Data for this exercise:
· · ·

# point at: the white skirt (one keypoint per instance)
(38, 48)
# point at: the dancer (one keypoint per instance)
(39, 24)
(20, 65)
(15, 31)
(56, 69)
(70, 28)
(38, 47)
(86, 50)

· · ·

Required work:
Swap each "keypoint" in the rows above for "marker", and write all the rows out again with nothing else changed.

Final result:
# point at: the white skirt (one marker per instance)
(38, 48)
# point at: the dancer (one marker per instance)
(39, 24)
(20, 65)
(15, 31)
(56, 69)
(70, 28)
(38, 47)
(86, 50)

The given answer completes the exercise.